YOUR ASSIGNMENT>
Please output the lines shown below exactly as they appear.

Dataset entries:
===
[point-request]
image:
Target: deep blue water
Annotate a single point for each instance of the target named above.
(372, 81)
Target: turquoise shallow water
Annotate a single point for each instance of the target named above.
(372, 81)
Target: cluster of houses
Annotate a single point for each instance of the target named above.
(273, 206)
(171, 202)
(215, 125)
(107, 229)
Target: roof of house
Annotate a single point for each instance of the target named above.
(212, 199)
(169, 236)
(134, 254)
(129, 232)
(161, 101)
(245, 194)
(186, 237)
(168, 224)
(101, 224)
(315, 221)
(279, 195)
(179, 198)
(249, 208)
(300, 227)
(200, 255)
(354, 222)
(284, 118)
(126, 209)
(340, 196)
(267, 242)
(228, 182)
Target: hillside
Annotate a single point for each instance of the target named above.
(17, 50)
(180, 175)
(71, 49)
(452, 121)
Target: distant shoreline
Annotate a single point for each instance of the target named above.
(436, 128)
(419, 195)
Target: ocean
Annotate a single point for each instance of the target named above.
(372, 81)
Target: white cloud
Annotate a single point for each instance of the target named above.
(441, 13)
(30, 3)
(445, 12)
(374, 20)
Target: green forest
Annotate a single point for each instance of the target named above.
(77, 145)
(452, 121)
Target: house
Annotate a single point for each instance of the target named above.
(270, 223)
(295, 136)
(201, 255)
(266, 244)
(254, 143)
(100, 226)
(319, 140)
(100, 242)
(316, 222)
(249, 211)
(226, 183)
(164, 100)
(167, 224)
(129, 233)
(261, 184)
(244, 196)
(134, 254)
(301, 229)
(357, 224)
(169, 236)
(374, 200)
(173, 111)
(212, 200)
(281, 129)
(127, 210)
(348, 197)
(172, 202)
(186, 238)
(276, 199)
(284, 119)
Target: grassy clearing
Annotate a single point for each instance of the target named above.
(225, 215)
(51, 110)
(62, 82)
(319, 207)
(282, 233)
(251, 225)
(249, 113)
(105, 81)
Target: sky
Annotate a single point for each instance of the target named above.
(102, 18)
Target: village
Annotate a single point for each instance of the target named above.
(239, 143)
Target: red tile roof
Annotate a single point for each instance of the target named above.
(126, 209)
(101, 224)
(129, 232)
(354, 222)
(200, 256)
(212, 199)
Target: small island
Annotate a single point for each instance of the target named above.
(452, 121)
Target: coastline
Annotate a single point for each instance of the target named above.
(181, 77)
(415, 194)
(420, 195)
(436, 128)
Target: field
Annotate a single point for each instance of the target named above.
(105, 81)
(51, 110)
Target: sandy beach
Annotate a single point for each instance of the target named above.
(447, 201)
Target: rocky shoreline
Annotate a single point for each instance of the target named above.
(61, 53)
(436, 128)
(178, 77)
===
EXERCISE RESULT>
[point-request]
image:
Target: deep blue water
Annotate a single point for each instance of the target named above.
(372, 81)
Target: turquoise shallow water
Annotate a single point for each instance of the target named above.
(372, 81)
Target: cluster of houses
Annotate a single point for each instance of the target named above.
(273, 206)
(171, 202)
(215, 125)
(107, 229)
Target: roof of house
Annotate a single point for each instance of the target named above.
(212, 199)
(169, 236)
(134, 254)
(129, 232)
(161, 101)
(245, 194)
(186, 237)
(168, 224)
(101, 224)
(315, 221)
(279, 195)
(179, 198)
(249, 208)
(300, 227)
(200, 255)
(354, 222)
(284, 118)
(126, 209)
(340, 196)
(267, 242)
(228, 182)
Target: hillside
Annotate a single point for each instance of the target named above.
(17, 50)
(180, 175)
(71, 49)
(452, 121)
Target: distant shoreline
Annotate a single point for each instance of the target named above.
(436, 128)
(419, 195)
Target: ocean
Annotate a single point for each instance of the target named above.
(372, 81)
Target: white cloud
Annotate a single point for each instance of the target named above.
(441, 13)
(30, 3)
(445, 12)
(374, 20)
Target: green forest
Annotate a single point for each instance of the target named above.
(77, 145)
(452, 121)
Target: house
Annotate a single point for each instance of the target named above.
(270, 223)
(295, 136)
(201, 255)
(266, 244)
(254, 143)
(100, 226)
(319, 140)
(100, 242)
(316, 222)
(249, 211)
(226, 183)
(164, 100)
(167, 224)
(129, 233)
(261, 184)
(244, 196)
(134, 254)
(301, 229)
(357, 224)
(169, 236)
(374, 200)
(173, 111)
(212, 200)
(281, 129)
(127, 210)
(348, 197)
(172, 202)
(186, 238)
(276, 199)
(284, 119)
Target: grassy clearing
Annotate a single point for each instance of the target named above.
(225, 215)
(51, 110)
(62, 82)
(319, 207)
(282, 233)
(251, 225)
(249, 113)
(105, 81)
Target: sky
Annotate a single point for each instance of the target named above.
(102, 18)
Target: village
Annotate a single point for each instance of the target named above.
(239, 143)
Target: red tile roof
Annotate a single point for each instance of the target named above.
(126, 209)
(101, 224)
(129, 232)
(354, 222)
(200, 256)
(212, 199)
Target: small island
Annotate a single point for each instance of the target named above.
(452, 121)
Target: coastline
Annotate a single point for each instance of the target named above.
(181, 77)
(415, 194)
(420, 195)
(436, 128)
Target: field
Annotate a single point for each instance of the target named above.
(105, 81)
(51, 110)
Target: sandy beach
Annotate a single point for each instance of the target named above.
(447, 201)
Target: rocky shoreline
Annotate a single point for each instance of the target named above.
(61, 53)
(436, 128)
(178, 77)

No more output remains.